## Problem to solve
Format the items below as a JSON list of strings, with one string for each line and blank lines omitted.
Start of Data provided
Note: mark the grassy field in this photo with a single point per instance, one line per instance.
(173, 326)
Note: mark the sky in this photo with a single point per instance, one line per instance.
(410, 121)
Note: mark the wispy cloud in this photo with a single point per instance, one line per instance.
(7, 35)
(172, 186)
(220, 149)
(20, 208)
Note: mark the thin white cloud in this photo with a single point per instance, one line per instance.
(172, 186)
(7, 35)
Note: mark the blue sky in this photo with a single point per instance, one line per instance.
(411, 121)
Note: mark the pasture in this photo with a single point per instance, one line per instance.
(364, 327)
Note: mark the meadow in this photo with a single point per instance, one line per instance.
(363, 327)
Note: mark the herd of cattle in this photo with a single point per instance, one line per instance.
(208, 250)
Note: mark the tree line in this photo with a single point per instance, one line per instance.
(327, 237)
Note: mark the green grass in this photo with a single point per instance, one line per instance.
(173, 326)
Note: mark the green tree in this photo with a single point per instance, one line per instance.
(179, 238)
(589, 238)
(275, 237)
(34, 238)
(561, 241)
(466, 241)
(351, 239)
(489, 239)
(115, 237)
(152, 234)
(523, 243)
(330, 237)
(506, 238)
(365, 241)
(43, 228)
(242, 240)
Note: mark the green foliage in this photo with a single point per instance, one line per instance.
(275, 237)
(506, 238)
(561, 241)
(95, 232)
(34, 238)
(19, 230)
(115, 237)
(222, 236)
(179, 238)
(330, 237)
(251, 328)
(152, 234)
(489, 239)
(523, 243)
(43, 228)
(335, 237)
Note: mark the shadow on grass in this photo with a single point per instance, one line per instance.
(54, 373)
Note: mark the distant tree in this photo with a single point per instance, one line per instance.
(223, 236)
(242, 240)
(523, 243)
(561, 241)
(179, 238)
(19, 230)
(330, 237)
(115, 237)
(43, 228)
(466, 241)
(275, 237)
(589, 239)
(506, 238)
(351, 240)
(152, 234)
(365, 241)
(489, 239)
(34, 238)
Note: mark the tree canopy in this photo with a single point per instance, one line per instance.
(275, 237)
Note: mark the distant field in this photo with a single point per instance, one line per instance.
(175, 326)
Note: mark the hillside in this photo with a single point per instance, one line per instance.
End of Data provided
## Full answer
[
  "Note: mark the grassy field in this photo with a single point per instance, one line per instance.",
  "(173, 326)",
  "Note: mark the sky in this photo with a single point per instance, one line per instance.",
  "(410, 121)",
  "Note: mark the wispy cloud in this photo with a single point per instance, one line per instance.",
  "(7, 35)",
  "(172, 186)",
  "(220, 149)",
  "(20, 208)",
  "Note: mark the thin white cloud in this photo with a single point per instance, one line per instance.",
  "(172, 186)",
  "(7, 35)",
  "Note: mark the blue sky in this photo with a single point per instance, one line per instance.",
  "(411, 121)",
  "Note: mark the pasture in this photo with a single point per instance, one line per instance.",
  "(364, 327)",
  "Note: mark the meadow in this photo with a single point per instance, one line per instance.",
  "(363, 327)",
  "Note: mark the herd of cattle in this photo with a single point per instance, one line per instance.",
  "(208, 250)",
  "Note: mark the tree line in this photo with a single point per instance, one line per instance.",
  "(327, 237)",
  "Note: mark the green grass in this photo with a single point per instance, one line per instance.",
  "(173, 326)",
  "Note: mark the green tree in this photo with a single point per instance, one line per instance.",
  "(179, 238)",
  "(589, 238)",
  "(275, 237)",
  "(34, 238)",
  "(561, 241)",
  "(466, 241)",
  "(351, 239)",
  "(489, 239)",
  "(115, 237)",
  "(152, 234)",
  "(523, 243)",
  "(330, 237)",
  "(506, 238)",
  "(365, 241)",
  "(43, 228)",
  "(242, 240)",
  "Note: mark the green foliage in this photo with a single point per instance, one line per instance.",
  "(275, 237)",
  "(506, 238)",
  "(561, 241)",
  "(95, 232)",
  "(34, 238)",
  "(19, 230)",
  "(115, 237)",
  "(222, 236)",
  "(179, 238)",
  "(330, 237)",
  "(251, 328)",
  "(152, 234)",
  "(489, 239)",
  "(523, 243)",
  "(43, 228)",
  "(335, 237)",
  "Note: mark the shadow on grass in this photo with a single point per instance, one line per instance.",
  "(54, 373)",
  "Note: mark the distant tree in this photo with a single point per instance, one line per instance.",
  "(223, 236)",
  "(242, 240)",
  "(523, 243)",
  "(561, 241)",
  "(179, 238)",
  "(19, 230)",
  "(330, 237)",
  "(115, 237)",
  "(43, 228)",
  "(466, 241)",
  "(275, 237)",
  "(589, 239)",
  "(506, 238)",
  "(351, 240)",
  "(152, 234)",
  "(365, 241)",
  "(489, 239)",
  "(34, 238)",
  "Note: mark the tree canopy in this photo with a single point per instance, one line per instance.",
  "(275, 237)",
  "Note: mark the distant field in this photo with a single point per instance, one line per instance.",
  "(175, 326)",
  "Note: mark the hillside in this photo with a single point per instance, one line per instance."
]